** Do this **
Return every line below unchanged, from the line containing "Can you spot the car windshield" down to the line containing "x=966, y=214", including both of those lines.

** Data **
○ ○ ○

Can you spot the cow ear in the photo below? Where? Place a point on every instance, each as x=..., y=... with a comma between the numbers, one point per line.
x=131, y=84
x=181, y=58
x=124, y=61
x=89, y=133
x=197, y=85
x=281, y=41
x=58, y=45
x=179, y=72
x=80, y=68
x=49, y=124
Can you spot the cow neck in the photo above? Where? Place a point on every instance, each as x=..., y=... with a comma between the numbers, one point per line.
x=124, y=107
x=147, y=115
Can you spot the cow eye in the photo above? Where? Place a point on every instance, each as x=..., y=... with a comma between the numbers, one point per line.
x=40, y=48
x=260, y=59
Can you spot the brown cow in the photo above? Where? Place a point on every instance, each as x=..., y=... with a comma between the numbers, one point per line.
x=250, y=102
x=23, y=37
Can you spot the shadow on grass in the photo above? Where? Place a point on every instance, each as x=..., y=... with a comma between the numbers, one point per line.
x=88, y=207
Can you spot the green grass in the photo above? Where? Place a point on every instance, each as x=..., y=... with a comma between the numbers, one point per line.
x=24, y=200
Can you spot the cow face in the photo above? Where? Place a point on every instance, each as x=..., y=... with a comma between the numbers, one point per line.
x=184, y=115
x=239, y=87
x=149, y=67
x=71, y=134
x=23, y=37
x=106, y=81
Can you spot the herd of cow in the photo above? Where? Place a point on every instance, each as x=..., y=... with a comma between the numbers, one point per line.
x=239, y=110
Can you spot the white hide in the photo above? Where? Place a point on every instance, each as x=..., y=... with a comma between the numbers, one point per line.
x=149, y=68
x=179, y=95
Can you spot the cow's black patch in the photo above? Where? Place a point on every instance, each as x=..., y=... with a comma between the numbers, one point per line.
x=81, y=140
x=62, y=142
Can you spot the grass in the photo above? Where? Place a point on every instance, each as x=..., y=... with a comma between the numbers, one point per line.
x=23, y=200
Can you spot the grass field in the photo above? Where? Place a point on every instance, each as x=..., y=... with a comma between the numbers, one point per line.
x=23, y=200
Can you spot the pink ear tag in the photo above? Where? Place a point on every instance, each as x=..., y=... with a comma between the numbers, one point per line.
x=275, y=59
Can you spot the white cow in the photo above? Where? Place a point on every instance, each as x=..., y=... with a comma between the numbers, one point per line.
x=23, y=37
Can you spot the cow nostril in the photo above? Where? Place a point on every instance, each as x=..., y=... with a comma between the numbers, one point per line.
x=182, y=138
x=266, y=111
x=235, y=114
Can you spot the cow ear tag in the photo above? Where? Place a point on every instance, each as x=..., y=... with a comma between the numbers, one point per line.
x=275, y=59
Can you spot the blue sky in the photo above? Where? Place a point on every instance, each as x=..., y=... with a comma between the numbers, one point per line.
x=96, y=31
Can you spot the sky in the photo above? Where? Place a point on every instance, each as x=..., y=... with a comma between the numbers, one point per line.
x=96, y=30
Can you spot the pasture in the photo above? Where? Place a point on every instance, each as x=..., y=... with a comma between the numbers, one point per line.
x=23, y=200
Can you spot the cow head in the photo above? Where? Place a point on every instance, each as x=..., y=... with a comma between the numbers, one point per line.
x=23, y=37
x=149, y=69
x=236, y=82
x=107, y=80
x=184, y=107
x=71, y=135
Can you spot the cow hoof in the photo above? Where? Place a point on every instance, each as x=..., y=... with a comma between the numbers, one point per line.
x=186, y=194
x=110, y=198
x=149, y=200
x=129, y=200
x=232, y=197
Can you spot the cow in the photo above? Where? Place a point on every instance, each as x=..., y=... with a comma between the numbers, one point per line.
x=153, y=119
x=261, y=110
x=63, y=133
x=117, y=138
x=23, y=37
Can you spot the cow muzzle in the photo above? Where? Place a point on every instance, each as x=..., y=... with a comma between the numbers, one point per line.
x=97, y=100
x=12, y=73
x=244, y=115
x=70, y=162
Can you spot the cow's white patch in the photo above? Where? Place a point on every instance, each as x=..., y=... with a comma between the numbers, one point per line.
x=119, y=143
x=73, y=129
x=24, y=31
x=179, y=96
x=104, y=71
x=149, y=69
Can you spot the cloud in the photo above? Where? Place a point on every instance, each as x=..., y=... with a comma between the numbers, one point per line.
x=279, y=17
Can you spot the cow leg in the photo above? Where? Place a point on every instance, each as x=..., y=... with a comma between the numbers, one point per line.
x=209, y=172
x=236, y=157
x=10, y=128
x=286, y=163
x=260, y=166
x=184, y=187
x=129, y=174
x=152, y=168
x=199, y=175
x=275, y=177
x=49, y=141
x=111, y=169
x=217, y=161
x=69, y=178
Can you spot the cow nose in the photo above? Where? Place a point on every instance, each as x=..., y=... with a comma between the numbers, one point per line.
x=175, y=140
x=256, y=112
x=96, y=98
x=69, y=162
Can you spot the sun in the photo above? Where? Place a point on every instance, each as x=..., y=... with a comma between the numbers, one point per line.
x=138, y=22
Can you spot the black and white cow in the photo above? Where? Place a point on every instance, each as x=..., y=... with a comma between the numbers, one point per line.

○ ○ ○

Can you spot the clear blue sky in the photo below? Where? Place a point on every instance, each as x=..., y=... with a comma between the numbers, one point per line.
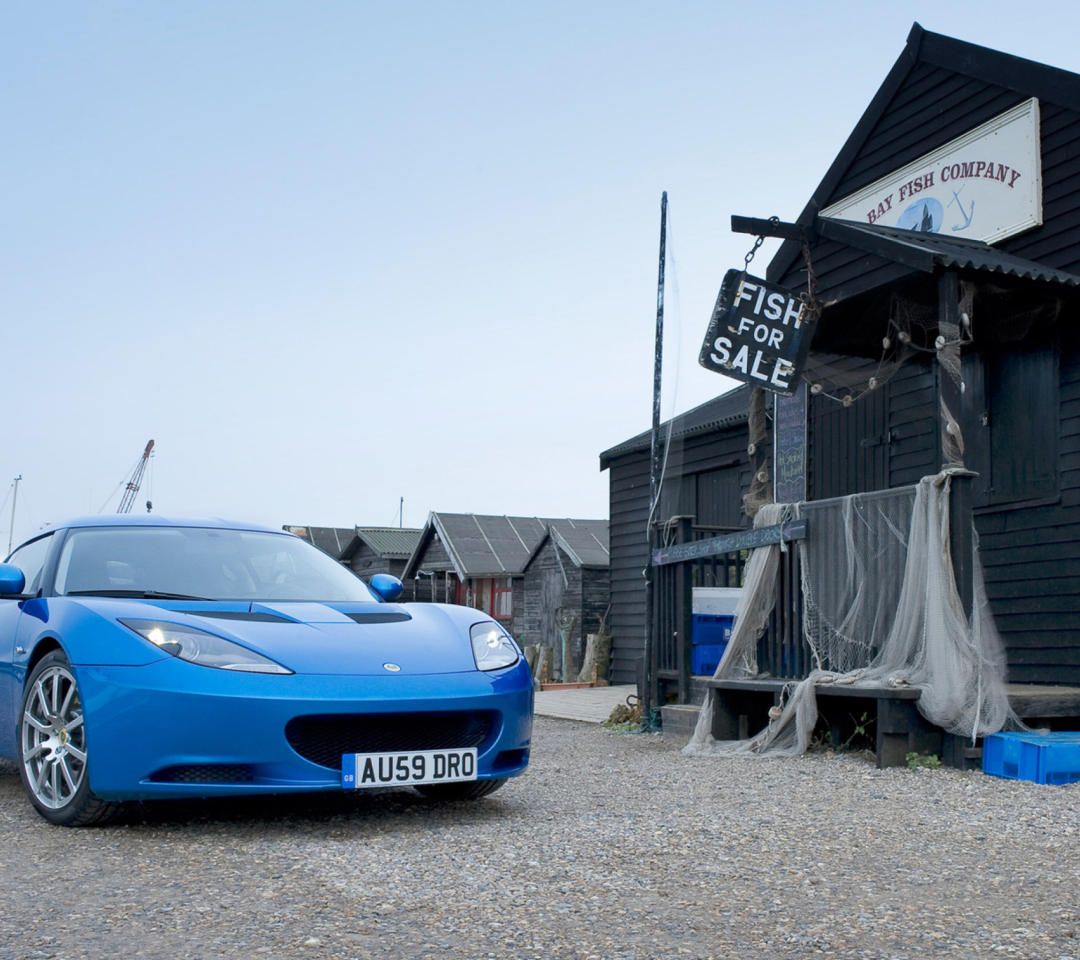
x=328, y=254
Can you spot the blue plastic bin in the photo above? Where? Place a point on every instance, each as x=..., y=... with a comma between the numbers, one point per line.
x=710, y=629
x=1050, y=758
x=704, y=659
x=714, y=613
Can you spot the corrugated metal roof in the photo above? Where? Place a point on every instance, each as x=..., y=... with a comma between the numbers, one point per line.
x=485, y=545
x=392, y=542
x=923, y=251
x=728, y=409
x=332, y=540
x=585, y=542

○ ○ ○

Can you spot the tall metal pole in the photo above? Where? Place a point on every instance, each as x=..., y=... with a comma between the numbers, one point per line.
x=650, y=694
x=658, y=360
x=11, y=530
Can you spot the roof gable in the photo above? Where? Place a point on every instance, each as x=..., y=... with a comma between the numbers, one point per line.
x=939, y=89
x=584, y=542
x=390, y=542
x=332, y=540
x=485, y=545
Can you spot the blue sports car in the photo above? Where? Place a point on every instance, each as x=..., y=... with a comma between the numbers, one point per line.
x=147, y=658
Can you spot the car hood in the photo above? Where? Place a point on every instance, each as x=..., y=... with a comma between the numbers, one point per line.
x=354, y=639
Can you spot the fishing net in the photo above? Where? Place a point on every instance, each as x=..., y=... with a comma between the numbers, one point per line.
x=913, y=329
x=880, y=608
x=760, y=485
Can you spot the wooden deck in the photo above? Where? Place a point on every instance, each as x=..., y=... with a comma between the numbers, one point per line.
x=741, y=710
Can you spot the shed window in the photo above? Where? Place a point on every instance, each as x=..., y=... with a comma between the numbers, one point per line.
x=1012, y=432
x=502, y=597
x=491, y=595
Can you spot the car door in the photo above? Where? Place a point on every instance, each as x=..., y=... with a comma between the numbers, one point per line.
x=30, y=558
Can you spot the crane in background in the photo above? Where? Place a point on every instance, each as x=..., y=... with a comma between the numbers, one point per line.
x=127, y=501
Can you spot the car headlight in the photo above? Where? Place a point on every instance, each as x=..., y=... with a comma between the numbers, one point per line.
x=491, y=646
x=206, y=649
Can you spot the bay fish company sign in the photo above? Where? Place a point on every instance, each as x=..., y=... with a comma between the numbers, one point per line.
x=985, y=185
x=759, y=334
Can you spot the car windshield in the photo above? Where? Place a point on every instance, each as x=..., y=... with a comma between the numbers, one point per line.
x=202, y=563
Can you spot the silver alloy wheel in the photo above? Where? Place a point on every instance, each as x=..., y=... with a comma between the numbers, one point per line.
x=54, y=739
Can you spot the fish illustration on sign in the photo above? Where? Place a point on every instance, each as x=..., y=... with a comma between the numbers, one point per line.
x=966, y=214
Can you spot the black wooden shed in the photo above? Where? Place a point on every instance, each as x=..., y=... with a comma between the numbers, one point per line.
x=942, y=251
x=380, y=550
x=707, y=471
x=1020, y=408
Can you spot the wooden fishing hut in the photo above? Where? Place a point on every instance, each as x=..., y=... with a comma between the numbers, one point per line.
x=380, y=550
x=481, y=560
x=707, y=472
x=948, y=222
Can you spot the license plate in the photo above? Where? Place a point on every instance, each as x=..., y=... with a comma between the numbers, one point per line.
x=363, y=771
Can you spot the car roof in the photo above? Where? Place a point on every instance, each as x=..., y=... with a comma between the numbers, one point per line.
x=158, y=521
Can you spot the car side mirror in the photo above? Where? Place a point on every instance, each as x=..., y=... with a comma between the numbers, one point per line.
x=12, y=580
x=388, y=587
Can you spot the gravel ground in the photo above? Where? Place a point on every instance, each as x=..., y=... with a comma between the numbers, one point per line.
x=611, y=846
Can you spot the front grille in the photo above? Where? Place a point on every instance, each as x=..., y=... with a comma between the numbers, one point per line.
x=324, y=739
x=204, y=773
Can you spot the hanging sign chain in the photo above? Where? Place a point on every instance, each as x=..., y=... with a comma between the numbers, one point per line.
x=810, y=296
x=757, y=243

○ ○ ○

** Final result **
Can you spot the car windshield in the photo above? Where? Place a point on every instance, each as x=..., y=... with a comma between the numbers, one point per line.
x=202, y=563
Can you spot the silver alloy wheel in the photo above? Where? Place a point on every instance, each as x=..., y=... with a comma between the numbers, one point per line.
x=54, y=739
Can you spot the fish illustration on sign in the photo above? Where? Place a point on every instance, each as x=..., y=... with a comma between the numbers, one point per line.
x=966, y=214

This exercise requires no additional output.